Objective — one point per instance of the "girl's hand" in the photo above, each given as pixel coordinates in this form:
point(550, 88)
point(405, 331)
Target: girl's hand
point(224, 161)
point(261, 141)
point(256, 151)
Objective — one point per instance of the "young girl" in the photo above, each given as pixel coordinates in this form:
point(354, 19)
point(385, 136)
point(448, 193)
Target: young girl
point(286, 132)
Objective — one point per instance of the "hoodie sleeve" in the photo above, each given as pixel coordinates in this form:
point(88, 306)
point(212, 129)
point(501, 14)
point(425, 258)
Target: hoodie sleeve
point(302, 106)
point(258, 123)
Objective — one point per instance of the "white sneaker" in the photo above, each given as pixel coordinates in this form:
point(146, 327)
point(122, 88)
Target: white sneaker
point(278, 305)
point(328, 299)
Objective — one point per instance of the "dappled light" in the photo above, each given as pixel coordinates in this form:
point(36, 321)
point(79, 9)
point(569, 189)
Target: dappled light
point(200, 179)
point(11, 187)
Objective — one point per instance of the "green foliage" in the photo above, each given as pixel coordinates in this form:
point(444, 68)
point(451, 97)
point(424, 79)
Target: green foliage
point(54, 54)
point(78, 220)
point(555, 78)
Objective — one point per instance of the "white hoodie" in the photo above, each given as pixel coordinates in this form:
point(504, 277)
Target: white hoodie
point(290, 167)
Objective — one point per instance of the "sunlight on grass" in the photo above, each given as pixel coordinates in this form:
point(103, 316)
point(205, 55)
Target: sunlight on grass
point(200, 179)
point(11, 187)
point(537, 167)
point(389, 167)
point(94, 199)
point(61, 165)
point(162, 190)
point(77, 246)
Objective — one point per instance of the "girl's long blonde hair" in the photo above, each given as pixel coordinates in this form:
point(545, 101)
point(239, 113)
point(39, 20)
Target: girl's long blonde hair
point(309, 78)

___

- **Goal of the exercise**
From the first line of the listing above through the line that contains "point(122, 88)", retype every line exactly, and write nothing else.

- **Exercise answer**
Objective — one point per instance of the "girl's hand" in the photo above, each given as pixel coordinates in this form:
point(550, 88)
point(405, 331)
Target: girl's hand
point(224, 161)
point(261, 141)
point(256, 151)
Objective — one point per instance of the "young girl" in the photo above, each given as pixel coordinates in this form:
point(354, 19)
point(385, 136)
point(448, 193)
Target: young girl
point(286, 132)
Objective — one point per instance of the "hoodie sleeve" in the photo above, each given as pixel coordinates in this form:
point(88, 306)
point(212, 129)
point(501, 14)
point(425, 258)
Target: hoodie sleeve
point(302, 106)
point(258, 123)
Objective — one point per instance of the "white sneaker" in the photo above, each given as pixel coordinates in this form:
point(146, 327)
point(122, 88)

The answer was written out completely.